Gaussian quadrature is a family of quadrature rules whose nodes are the roots of orthogonal polynomials associated with a weight function, chosen together with their weights to achieve the maximum possible degree of exactness for a given number of nodes.

Scope

This topic covers the construction of Gaussian rules from the roots of orthogonal polynomials, the Gauss-Legendre rule and weighted variants (Gauss-Chebyshev, Gauss-Hermite, Gauss-Laguerre), the Golub-Welsch eigenvalue algorithm for computing nodes and weights, and Gauss-Kronrod extensions used for practical error estimation.

Core questions

  • How does placing nodes at the roots of orthogonal polynomials double the degree of exactness compared with fixed-node rules?
  • How are the nodes and weights computed accurately for a given weight function?
  • How do weighted Gaussian rules handle integrals with singular or infinite-domain weight functions?
  • How are reliable error estimates obtained, for example through Gauss-Kronrod pairs?
________________
• **EXERCISE PROMPT**:
Resume the Gaussian quadrature overview above, continuing after its final core question.

[Saved data entries]
________________
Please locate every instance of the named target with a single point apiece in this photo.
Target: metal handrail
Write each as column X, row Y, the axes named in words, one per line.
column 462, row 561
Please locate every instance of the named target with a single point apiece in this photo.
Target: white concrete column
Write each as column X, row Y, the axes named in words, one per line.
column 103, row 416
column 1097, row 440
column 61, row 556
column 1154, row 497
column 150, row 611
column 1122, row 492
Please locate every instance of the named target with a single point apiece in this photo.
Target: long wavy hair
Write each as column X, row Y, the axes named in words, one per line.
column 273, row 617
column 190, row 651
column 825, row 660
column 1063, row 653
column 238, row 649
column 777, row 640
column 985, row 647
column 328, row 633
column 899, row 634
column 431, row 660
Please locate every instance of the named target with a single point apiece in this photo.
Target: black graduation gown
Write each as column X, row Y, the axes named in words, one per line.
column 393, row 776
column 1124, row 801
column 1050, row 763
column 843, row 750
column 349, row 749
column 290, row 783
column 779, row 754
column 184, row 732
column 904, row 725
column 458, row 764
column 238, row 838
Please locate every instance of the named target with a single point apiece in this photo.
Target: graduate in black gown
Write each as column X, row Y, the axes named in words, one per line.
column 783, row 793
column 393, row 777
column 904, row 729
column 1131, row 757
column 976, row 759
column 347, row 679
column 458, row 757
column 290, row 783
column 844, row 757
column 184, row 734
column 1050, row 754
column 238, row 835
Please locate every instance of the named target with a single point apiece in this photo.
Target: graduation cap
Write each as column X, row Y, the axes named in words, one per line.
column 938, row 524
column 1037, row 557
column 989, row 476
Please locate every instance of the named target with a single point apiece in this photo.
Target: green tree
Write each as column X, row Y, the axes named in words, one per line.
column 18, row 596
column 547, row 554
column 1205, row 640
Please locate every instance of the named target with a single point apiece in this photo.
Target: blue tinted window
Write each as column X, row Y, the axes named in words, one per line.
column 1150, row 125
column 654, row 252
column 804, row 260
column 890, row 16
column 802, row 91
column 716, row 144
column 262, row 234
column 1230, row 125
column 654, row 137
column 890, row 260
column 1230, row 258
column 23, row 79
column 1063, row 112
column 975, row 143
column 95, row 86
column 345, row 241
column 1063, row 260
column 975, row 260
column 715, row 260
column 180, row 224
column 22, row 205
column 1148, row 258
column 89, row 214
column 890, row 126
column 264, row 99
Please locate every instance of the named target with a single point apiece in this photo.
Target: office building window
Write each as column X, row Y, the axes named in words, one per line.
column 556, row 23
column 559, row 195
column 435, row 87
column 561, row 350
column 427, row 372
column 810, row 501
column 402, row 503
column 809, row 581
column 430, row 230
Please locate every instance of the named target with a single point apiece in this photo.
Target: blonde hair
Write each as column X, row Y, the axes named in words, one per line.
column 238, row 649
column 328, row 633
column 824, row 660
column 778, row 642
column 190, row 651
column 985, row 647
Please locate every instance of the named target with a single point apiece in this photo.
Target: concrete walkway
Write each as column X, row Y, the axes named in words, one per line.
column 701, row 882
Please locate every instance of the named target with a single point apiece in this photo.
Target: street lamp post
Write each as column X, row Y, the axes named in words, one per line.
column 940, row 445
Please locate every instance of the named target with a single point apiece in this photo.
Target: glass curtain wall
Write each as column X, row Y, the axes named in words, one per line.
________________
• **EXERCISE OUTPUT**:
Key theories

Maximal degree of exactness
An n-point quadrature rule can be exact for polynomials up to degree 2n-1, and this maximum is attained precisely when the nodes are the roots of the degree-n orthogonal polynomial for the weight function, with all weights positive.
Golub-Welsch algorithm
The nodes and weights of a Gaussian rule are obtained as the eigenvalues and squared first eigenvector components of the symmetric tridiagonal Jacobi matrix formed from the recurrence coefficients of the orthogonal polynomials, turning quadrature construction into an eigenvalue computation.

Mechanisms

Orthogonal polynomials satisfy a three-term recurrence whose coefficients populate a symmetric tridiagonal Jacobi matrix; the Golub-Welsch algorithm computes its eigenvalues (the quadrature nodes) and uses the first components of the eigenvectors to recover the weights, all stably. Changing the weight function — to one with built-in singularities or supported on a half-line or the whole line — yields Gauss-Chebyshev, Gauss-Laguerre, or Gauss-Hermite rules that absorb difficult behaviour analytically. Gauss-Kronrod rules reuse the Gauss nodes and add interlacing nodes so that a higher-order estimate, and hence an error estimate, is obtained at modest extra cost.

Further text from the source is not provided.